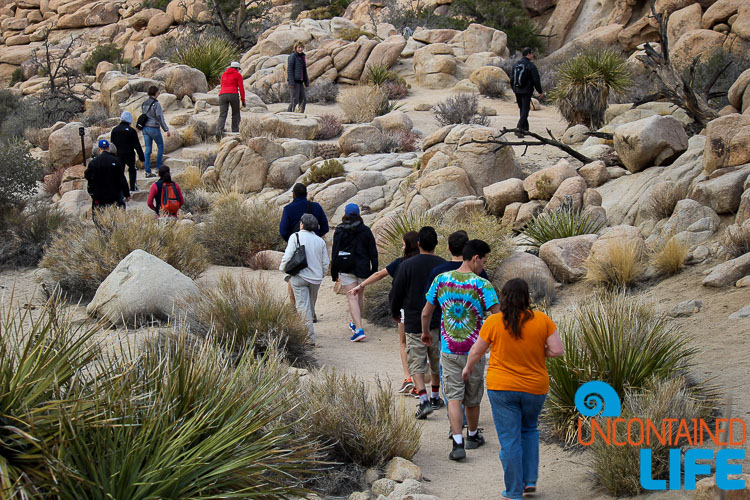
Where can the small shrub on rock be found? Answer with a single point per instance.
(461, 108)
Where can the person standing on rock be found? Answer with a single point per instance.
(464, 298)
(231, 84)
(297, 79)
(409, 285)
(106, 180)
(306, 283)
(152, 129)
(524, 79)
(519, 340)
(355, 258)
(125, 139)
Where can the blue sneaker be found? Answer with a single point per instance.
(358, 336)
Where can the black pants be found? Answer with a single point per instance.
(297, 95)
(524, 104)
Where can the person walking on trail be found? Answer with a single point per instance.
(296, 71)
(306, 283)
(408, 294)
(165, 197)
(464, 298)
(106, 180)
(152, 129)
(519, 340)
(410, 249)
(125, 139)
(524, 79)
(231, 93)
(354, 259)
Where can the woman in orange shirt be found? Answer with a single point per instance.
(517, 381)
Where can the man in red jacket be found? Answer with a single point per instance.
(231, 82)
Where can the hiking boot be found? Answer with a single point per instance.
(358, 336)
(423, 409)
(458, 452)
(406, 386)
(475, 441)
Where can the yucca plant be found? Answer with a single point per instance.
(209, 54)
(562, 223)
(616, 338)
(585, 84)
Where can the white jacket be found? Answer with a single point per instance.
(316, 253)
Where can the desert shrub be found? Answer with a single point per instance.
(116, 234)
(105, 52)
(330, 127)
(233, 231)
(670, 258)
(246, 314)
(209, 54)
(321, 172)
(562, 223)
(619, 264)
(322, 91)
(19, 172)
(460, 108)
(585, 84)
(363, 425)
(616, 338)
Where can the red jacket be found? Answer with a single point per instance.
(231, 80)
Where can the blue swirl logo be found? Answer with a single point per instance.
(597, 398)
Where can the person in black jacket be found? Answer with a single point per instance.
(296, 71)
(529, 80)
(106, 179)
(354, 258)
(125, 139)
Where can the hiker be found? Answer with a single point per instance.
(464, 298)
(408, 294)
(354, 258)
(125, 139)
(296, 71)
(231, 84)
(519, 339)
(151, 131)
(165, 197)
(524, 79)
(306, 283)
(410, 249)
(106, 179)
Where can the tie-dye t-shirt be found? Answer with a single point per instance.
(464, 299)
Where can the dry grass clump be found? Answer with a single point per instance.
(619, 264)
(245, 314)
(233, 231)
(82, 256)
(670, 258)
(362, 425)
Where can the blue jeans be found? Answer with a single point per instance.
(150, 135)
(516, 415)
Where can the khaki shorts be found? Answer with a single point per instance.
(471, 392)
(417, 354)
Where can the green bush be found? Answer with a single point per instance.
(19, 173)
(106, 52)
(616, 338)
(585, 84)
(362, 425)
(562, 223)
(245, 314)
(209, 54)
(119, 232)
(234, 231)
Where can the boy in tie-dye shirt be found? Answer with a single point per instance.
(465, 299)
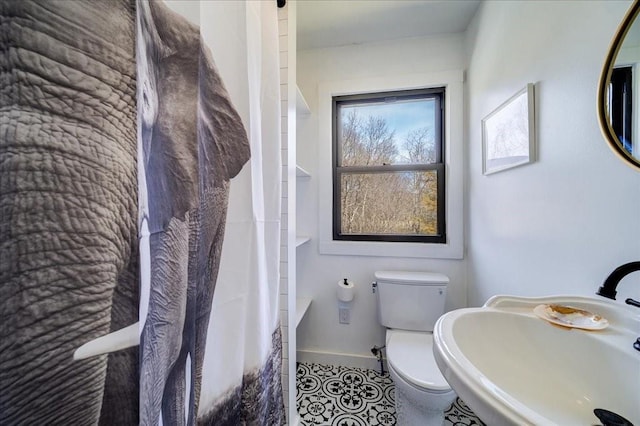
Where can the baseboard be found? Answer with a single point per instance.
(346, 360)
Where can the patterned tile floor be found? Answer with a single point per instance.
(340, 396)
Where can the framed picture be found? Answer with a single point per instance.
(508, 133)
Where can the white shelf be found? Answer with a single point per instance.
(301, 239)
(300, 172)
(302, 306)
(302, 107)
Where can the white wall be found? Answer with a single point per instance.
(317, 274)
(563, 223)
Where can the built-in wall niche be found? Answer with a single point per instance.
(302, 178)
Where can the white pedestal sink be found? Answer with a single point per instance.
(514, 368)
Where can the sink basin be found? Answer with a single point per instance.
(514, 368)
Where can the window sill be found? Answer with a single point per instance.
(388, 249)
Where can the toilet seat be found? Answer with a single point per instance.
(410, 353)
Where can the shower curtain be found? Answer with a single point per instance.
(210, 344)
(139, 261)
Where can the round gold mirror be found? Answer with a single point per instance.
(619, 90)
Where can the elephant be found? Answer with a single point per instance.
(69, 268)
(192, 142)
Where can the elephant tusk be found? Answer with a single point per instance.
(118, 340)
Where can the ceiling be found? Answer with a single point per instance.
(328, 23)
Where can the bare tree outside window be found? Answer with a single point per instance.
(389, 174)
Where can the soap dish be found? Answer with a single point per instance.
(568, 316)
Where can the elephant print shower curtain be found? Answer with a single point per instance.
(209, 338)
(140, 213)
· · · · ·
Work to be completed:
Rewrite the stretch of entries from the line containing "Where can the soap" through the end of the entries, replacing "shower curtain" with "bath curtain" and leaving everything else unchanged.

Completed task:
Where can the soap dish be found? Answer with a single point per instance.
(568, 316)
Where can the elephant print bath curtain be found? Answer with a single point per instance.
(209, 338)
(140, 213)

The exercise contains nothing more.